That’s where chargeback comes into play. By charging each department for their usage, IT can seek to ferret out extraneous costs and reduce usage. Perhaps the goal is to end up a footnote in the weekly management meeting where Brian is given recognition for closing a $500,000 deal and IT gets a shout-out for figuring out marketing was using 45% more Exchange server space than the rest of the organization. Sounds exciting, doesn’t it?

In theory, chargeback is a wonderful way to keep departments honest. In practice, no one uses it. I’ve talked to several IT professionals about chargeback. About half of them chuckled when I mentioned it. Their collective experience can best be summarized as “They keep talking about doing that around here but no one’s actually figured it out yet.”

The rest have varying levels of implementation. The most advanced ones that I’ve spoken to use chargeback only for physical assets in a project. If Sales needs a new server and five new laptops for Project Hunter, then those assets are charged back correctly to the department. This keeps Sales from asking for more assets than they need and hoping that the costs can be buried in IT somewhere.

No one that I’ve spoken to is using chargeback for the applications and software in an organization. We can slice the pie as fine as we want for how to allocate assets that you can touch but when it comes to figuring out how to make Operations pay their fair share of the bill for the new CRM application we’re stuck. We can pull all the analytics all day long but we can’t seem to get them matched to the right usage.

Worse yet, politics plays a big role in chargeback. If a department head disagrees with the way their group is being characterized for IT usage, they can go to their superiors and talk about how critical their operation is to the business and how they need to be able to work without the restrictions of being billed for their usage. A memo goes out the next day and suddenly the department vanishes from the records with an admonishment to “let them do their jobs”.

Cloud Charges

The next thing that always comes up is public cloud. Chargeback proponents are waiting for wide-spread adoption of public cloud. That’s because the billing method for cloud is completely democratic. Everyone pays the price no matter what. If an AWS instance is running someone needs to pay for it. If those systems can be isolated to a specific application or department then the chargeback takes care of itself. Everyone is happy in the end. IT gets to avoid blame for not producing and the other departments get their resources.

Of course, the real problem comes when the bills start piling up. Cloud isn’t cheap. It exposes the dirty little secret that sunk-cost hardware has a purpose. When you bill based on CPU hour you’ll find that a lot of systems sit idle. Management will come unglued trying to figure out how cloud costs so much. The commercials and sales pitches said we would save money!

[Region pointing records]

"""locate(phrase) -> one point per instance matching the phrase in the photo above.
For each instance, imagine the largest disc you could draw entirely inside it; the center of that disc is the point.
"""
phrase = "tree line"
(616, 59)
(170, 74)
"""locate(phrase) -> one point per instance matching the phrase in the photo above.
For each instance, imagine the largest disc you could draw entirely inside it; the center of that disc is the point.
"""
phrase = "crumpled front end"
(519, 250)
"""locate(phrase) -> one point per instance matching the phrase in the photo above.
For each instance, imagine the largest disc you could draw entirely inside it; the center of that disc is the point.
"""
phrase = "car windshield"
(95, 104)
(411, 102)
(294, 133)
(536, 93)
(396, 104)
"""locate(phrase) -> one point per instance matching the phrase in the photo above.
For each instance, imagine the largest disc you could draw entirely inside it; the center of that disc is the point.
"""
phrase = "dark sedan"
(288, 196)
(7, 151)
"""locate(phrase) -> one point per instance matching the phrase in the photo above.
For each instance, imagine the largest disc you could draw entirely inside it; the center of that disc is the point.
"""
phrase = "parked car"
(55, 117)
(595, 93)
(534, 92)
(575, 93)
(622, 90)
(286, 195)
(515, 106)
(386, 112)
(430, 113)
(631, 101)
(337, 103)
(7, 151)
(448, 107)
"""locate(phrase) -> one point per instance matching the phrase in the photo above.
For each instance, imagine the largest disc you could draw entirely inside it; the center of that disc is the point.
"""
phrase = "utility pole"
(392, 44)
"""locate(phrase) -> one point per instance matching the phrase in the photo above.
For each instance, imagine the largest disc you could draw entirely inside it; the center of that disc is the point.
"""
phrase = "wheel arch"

# [TASKS]
1. In the chargeback passage, what do the most advanced implementations the writer has heard about use chargeback for?
2. Rewrite the chargeback passage starting with "The rest have" and going on through "in IT somewhere.", putting "Marketing" wherever "Sales" appears.
3. According to the chargeback passage, why are chargeback proponents waiting for public cloud to be widely adopted?

# [SOLUTIONS TO EACH TASK]
1. They use chargeback only for physical assets in a project.

2.
The rest have varying levels of implementation. The most advanced ones that I’ve spoken to use chargeback only for physical assets in a project. If Marketing needs a new server and five new laptops for Project Hunter, then those assets are charged back correctly to the department. This keeps Marketing from asking for more assets than they need and hoping that the costs can be buried in IT somewhere.

3. Cloud billing is completely democratic: everyone pays, and if an AWS instance is running, someone has to pay for it. If those systems can be isolated to a specific application or department, the chargeback takes care of itself.